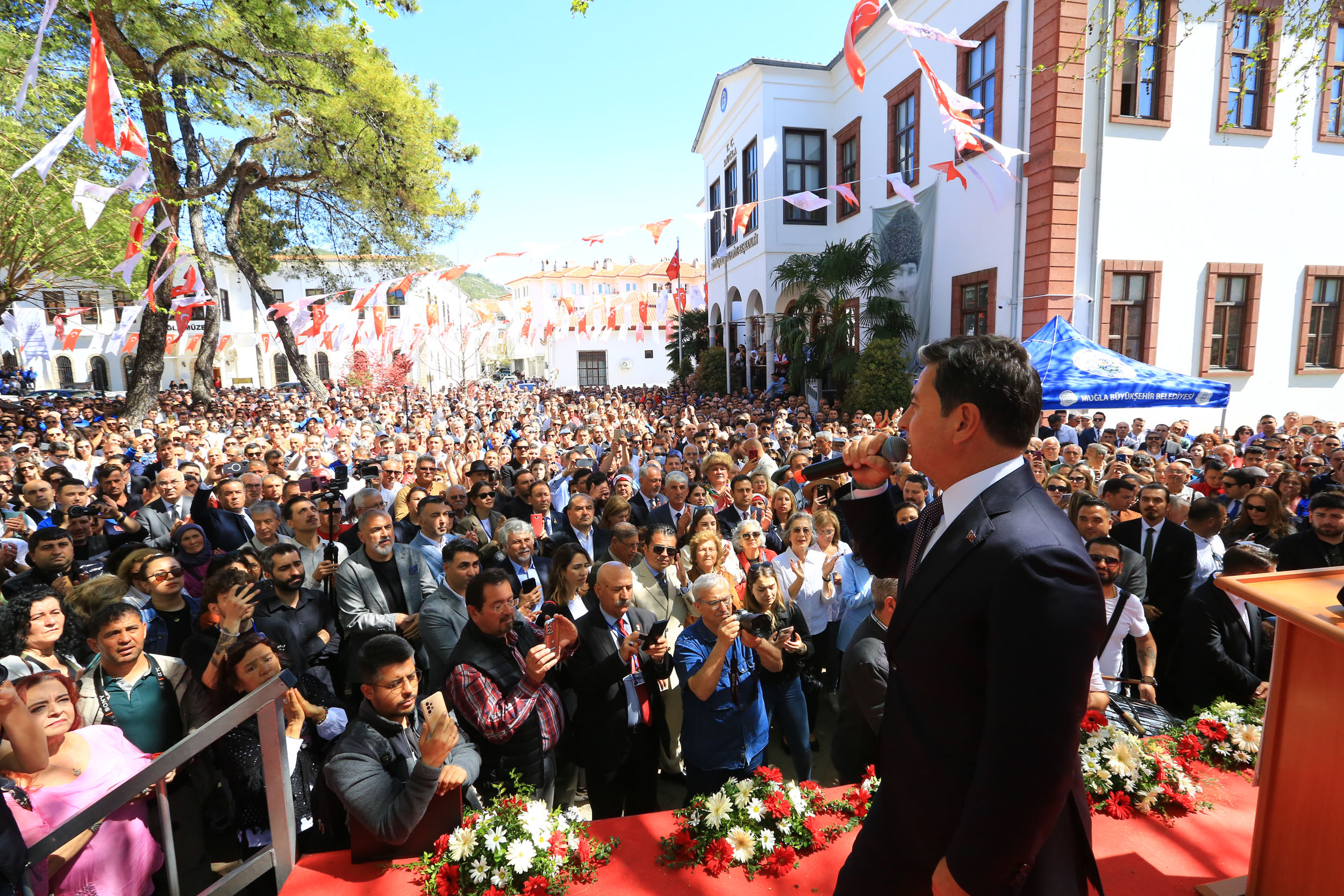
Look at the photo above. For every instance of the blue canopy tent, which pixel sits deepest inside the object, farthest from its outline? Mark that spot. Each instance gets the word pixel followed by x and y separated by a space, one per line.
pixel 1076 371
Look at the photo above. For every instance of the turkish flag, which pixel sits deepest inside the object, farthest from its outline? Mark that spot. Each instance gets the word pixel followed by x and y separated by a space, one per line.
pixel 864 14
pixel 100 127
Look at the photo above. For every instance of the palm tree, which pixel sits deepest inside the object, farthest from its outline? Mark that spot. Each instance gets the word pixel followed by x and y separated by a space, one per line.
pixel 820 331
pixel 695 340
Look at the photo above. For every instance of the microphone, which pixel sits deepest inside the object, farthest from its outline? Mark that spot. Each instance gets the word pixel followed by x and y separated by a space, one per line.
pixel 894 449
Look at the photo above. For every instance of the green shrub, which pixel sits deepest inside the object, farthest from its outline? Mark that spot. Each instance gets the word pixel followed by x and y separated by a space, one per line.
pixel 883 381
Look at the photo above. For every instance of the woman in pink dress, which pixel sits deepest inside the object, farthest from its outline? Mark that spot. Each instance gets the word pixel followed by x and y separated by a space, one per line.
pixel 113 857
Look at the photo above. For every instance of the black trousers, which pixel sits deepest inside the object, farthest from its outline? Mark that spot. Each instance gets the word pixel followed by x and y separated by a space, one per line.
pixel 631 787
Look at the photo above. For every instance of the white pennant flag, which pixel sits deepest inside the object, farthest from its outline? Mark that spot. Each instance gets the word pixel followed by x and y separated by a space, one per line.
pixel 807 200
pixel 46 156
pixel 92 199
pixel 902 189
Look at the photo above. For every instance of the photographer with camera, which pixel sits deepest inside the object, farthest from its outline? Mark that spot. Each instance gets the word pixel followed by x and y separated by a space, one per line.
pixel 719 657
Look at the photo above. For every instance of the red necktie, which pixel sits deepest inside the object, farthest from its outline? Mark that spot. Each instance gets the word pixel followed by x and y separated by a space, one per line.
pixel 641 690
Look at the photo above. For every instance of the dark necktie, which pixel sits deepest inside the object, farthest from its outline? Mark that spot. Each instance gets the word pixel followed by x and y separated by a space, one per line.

========================================

Exercise objective ▸
Lay out every line of the records above as a numbered list, skipping blank lines and leaving out the pictures.

Output below ▸
1. Look at the photo above. For every instance of the blue canopy tent, which pixel sits deepest inside the object, farthest from its outline? Mark that spot. Each instance gets the word pixel followed by x and y separated by a space, one per line.
2. pixel 1076 371
3. Look at the photo above. For every instance of the turkish flag, which pixel sits deepest inside the object, farthest from its outline? Mark that spot. Each instance gets the word pixel followed by x and y separated by a space, one per line.
4. pixel 864 14
5. pixel 100 127
6. Look at the photo above. For every instance of the palm tree, which pixel sits deepest inside the object, farthest from its outline? Mark that spot. Each instance gets the word pixel followed by x and y separated by a space, one per line.
7. pixel 820 331
8. pixel 695 340
9. Look at the photo above. For every instance of the microphone, which pixel sits deepest inside the object, farthest from its outline? Mark that spot. Each instance gets the word pixel followed by x and y separated by a space, one per line.
10. pixel 894 449
11. Look at the photo above. For every instance of the green shrub, which pixel sits deepest inside the object, farthest from its outline? Mark that spot. Each instance gets the word pixel followed by x and y separated by a space, one per line.
12. pixel 883 381
13. Look at the photo above. For every instance of the woman in pink dress, which pixel sits deepest inside the object, farthest from its outline? Mark that spot. Each instance gets the word pixel followed by x and y separated by a space, one per line.
14. pixel 113 857
15. Look at the photo above. For every instance of the black trousers, which pixel sits deepest inside the object, farthest from its outline? Mark that spot. Each instance gets the word pixel followed by x and y separated by a space, one per line.
16. pixel 631 787
17. Look at the photo above. For every instance of the white pennant flag, which pixel sits deepest inside the object, farthest from its outline? Mark that spot. Each instance gets the word pixel followed by x and y separated by a space, one per line.
18. pixel 807 200
19. pixel 46 156
20. pixel 92 199
21. pixel 902 189
22. Look at the photo above. For every instance of the photographer with camera, which pixel sits deepest inside the object, farthest from its outline? Mark that spot. Each instance gets the word pixel followed by x and y separated by a space, one per line.
23. pixel 719 657
24. Look at the photo above. For every instance of the red necktie, which pixel sits deepest inside the object, farthest from its outline? Mark that spot. Each instance gets the word pixel followed by x and y separated by a space, one per line.
25. pixel 641 690
26. Look at the photo above. For every instance of the dark necktie, which pixel sits deepest inside the object, farthest from its outline? Mark that spot. Each instance gets the word pixel followed by x and y separated by a space, one per line.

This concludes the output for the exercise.